Activity
Once the line with "Please put a marker on the brass" is found, return it along with every line after it, exactly, through the end of the material.

Material to process
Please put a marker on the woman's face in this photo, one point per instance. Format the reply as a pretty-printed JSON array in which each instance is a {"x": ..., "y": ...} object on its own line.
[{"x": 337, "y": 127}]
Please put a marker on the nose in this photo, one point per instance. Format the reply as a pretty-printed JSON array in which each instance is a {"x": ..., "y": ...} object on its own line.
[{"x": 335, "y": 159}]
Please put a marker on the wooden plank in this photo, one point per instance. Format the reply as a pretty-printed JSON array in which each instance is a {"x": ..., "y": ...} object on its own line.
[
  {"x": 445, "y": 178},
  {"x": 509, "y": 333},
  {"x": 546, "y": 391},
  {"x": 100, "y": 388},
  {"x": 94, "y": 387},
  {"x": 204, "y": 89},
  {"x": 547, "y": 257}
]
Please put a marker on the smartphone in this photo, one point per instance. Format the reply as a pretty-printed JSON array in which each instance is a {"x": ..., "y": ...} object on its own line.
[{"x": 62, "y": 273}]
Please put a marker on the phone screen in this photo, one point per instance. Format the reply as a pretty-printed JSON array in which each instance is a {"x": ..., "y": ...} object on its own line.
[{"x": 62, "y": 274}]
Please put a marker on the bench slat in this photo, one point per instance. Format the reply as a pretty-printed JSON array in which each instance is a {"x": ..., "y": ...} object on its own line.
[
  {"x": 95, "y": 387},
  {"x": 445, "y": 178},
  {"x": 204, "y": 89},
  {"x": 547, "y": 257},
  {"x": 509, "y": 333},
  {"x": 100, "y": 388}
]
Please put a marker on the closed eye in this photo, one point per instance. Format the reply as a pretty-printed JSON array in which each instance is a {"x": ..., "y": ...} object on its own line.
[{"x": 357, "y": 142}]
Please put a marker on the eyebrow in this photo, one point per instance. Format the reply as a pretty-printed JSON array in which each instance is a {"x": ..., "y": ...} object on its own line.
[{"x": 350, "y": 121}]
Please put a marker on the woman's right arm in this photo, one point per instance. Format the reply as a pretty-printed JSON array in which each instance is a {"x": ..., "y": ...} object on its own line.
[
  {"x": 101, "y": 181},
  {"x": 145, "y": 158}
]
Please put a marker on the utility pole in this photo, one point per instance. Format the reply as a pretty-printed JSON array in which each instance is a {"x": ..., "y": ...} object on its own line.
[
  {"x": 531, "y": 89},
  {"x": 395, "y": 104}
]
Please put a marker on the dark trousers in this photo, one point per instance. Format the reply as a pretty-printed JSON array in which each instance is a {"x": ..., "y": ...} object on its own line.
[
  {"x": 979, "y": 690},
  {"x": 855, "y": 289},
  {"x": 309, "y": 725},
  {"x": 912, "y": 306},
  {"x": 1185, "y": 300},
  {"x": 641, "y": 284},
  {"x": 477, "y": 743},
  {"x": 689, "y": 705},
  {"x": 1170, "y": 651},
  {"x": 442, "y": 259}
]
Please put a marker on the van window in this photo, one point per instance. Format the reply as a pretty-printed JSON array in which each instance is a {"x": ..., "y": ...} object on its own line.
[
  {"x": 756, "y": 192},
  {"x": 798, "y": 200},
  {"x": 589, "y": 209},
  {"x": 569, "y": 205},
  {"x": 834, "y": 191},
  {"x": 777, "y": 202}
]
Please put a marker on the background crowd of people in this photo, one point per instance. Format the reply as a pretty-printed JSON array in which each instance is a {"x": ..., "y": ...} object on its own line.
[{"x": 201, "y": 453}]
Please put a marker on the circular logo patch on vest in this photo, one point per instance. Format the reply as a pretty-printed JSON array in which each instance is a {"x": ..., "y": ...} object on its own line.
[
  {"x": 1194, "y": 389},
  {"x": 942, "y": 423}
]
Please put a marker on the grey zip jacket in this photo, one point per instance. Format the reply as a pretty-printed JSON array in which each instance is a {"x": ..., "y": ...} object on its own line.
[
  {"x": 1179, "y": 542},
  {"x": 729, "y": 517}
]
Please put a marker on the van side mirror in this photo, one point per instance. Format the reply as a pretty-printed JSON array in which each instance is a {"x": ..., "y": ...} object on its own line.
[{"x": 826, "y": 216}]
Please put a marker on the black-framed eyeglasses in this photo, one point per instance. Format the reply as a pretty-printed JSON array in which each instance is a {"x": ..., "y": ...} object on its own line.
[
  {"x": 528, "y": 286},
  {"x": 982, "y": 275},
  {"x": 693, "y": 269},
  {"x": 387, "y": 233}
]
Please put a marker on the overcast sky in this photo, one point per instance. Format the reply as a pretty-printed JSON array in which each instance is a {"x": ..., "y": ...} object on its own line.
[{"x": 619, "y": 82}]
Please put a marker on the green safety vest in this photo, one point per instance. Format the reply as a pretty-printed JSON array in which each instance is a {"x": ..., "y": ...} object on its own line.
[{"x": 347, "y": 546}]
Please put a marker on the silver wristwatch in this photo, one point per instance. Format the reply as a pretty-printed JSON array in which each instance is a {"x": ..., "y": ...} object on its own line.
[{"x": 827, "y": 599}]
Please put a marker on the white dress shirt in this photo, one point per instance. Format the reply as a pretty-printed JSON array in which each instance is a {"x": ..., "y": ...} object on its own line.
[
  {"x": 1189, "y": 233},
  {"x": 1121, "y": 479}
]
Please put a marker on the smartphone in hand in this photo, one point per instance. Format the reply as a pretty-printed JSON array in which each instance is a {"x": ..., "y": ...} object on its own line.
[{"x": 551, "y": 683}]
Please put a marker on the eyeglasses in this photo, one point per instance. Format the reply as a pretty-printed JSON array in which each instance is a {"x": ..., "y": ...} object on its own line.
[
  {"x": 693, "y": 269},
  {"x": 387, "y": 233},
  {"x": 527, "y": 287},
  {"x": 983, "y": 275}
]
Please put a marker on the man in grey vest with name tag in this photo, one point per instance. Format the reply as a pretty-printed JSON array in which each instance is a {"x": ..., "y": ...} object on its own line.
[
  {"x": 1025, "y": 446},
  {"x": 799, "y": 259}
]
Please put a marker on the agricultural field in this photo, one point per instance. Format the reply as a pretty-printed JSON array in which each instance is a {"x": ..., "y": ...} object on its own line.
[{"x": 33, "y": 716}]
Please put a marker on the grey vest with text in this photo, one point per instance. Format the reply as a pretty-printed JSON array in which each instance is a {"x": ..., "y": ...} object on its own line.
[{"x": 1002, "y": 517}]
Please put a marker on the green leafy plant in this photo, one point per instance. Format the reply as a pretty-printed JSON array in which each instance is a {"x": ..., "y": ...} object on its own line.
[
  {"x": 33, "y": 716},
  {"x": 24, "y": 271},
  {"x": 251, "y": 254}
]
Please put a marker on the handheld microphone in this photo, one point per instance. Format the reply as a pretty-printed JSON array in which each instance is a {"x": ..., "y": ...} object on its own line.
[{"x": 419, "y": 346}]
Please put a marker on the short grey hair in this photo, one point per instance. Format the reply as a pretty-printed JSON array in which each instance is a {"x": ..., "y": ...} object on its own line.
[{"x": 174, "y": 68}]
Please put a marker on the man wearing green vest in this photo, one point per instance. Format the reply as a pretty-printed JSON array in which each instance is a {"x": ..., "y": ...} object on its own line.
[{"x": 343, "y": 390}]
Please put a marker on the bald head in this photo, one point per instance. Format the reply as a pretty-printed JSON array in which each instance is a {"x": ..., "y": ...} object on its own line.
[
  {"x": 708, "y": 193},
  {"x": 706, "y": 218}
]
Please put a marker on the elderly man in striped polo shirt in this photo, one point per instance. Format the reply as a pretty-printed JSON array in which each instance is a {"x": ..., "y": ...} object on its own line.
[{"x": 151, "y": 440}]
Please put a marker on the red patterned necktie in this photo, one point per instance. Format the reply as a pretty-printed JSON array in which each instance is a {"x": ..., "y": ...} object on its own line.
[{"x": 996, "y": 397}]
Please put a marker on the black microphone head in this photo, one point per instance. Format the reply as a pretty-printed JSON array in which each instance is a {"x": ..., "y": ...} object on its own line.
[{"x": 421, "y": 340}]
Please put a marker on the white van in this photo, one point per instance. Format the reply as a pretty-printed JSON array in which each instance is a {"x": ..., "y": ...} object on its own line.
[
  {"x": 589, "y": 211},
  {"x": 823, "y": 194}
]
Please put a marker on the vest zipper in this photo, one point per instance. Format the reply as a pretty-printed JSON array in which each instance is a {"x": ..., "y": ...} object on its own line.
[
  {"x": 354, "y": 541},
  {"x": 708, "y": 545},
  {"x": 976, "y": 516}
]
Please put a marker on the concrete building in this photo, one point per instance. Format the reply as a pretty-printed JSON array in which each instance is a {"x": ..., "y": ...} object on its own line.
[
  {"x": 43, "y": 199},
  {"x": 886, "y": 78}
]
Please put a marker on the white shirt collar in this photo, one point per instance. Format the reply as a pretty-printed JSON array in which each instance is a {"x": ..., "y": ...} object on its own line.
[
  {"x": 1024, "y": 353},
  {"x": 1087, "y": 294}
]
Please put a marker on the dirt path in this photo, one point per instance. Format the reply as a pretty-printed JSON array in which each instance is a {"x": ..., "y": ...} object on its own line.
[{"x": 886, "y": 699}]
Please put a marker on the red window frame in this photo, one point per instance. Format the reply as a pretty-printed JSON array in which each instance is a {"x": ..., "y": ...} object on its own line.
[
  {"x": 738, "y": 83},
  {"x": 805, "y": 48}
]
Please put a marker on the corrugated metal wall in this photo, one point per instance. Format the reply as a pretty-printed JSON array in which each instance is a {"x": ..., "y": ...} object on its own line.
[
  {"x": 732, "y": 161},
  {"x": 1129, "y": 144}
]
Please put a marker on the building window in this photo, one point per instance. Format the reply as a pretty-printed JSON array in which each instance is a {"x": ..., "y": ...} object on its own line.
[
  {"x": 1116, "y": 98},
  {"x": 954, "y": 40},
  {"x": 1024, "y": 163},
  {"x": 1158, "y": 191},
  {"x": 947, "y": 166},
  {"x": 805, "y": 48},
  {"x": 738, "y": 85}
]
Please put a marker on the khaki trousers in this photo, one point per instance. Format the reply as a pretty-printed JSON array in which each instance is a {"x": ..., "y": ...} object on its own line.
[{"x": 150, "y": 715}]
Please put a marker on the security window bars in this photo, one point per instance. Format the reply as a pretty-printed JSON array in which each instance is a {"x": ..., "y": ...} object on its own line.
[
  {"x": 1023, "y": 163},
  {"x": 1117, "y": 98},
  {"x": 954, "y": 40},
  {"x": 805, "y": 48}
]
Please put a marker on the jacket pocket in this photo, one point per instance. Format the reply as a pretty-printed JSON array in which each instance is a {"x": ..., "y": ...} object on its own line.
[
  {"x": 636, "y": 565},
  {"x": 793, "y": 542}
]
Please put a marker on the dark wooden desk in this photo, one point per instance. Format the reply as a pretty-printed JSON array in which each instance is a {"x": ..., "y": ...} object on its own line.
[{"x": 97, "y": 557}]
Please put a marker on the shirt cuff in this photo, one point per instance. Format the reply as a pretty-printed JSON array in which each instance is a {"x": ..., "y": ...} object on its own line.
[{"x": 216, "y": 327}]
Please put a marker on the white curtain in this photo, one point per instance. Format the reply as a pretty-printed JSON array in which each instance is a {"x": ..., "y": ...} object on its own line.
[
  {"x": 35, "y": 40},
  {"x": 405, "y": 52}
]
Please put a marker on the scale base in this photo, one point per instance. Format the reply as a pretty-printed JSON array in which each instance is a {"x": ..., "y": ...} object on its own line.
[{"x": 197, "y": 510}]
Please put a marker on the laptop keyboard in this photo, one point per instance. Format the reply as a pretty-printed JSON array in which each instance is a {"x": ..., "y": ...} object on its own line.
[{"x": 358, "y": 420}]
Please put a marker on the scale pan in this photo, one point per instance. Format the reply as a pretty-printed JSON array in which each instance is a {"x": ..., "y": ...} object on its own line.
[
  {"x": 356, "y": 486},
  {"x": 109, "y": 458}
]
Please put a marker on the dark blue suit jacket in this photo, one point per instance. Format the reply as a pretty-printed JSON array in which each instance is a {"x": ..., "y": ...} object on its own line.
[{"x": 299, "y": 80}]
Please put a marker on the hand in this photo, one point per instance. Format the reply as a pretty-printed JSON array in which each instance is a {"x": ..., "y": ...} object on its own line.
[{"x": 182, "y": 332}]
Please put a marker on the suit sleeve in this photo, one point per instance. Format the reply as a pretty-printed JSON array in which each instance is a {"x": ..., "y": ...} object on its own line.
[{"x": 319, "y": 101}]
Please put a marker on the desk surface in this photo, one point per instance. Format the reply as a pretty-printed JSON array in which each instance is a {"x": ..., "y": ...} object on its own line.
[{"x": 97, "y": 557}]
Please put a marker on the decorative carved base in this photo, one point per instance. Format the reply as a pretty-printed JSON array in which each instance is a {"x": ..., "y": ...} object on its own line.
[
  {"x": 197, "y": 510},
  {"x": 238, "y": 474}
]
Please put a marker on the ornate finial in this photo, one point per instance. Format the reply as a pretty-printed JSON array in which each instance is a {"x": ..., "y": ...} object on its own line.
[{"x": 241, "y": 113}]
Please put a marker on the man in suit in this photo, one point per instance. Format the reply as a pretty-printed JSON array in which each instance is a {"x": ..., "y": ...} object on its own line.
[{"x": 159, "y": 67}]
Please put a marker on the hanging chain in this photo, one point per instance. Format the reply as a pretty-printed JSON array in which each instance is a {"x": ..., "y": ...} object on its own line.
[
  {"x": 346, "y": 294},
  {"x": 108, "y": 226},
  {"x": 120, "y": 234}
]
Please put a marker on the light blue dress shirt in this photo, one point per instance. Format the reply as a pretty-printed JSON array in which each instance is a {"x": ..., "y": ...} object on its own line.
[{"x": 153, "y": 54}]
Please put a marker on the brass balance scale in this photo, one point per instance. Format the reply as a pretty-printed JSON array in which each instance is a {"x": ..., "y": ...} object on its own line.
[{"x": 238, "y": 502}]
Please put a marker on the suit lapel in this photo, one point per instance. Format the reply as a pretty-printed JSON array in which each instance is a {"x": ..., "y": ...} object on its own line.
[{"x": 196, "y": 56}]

Finished task
Please put a marker on the brass balance scale in this photo, one point per instance. Format the reply as a pretty-printed JSON array in which each instance is a {"x": ..., "y": ...} object on its own line.
[{"x": 238, "y": 502}]
Please put a marker on the suit lapel in this photo, one point per instance. Format the reply as a pretty-printed JSON array in which each instance is a {"x": ..., "y": ...} object on its own line.
[{"x": 196, "y": 56}]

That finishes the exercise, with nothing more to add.